### MATERIALS PROVIDED

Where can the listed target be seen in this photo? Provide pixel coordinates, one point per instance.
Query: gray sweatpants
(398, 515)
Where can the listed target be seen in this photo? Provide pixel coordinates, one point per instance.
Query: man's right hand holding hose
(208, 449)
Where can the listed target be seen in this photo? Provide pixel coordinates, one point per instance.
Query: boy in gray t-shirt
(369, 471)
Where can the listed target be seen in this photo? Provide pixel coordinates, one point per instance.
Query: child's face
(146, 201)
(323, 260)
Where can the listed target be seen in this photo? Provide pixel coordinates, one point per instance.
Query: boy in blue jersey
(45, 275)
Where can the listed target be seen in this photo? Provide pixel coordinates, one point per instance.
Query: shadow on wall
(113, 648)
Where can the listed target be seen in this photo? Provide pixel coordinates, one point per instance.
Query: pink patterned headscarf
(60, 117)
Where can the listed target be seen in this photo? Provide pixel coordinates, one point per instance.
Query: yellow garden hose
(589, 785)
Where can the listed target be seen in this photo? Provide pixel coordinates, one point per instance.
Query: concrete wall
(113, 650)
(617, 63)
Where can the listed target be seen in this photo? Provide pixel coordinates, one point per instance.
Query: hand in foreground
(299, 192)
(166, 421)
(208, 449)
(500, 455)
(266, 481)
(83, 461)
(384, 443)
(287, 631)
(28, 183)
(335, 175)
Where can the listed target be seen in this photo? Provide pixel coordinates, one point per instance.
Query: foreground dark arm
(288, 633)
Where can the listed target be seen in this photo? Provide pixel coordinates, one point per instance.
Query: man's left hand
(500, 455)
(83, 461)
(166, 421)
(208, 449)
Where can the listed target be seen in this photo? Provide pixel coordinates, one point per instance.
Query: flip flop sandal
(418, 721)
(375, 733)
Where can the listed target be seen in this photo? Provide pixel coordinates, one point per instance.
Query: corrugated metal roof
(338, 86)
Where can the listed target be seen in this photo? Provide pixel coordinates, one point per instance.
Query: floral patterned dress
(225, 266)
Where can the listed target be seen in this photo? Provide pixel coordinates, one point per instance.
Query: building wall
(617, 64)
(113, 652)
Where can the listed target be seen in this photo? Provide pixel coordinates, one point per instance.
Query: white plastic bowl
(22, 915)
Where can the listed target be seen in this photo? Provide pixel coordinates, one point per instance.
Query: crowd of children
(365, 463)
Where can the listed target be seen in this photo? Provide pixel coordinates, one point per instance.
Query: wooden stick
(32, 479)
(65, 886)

### REQUIREMENTS
Pull out every line above that contains the word "patterned" and copy each one in full. Treat uppercase and lowercase letters as different.

### RESULT BELOW
Query: pink patterned headscarf
Query: floral patterned dress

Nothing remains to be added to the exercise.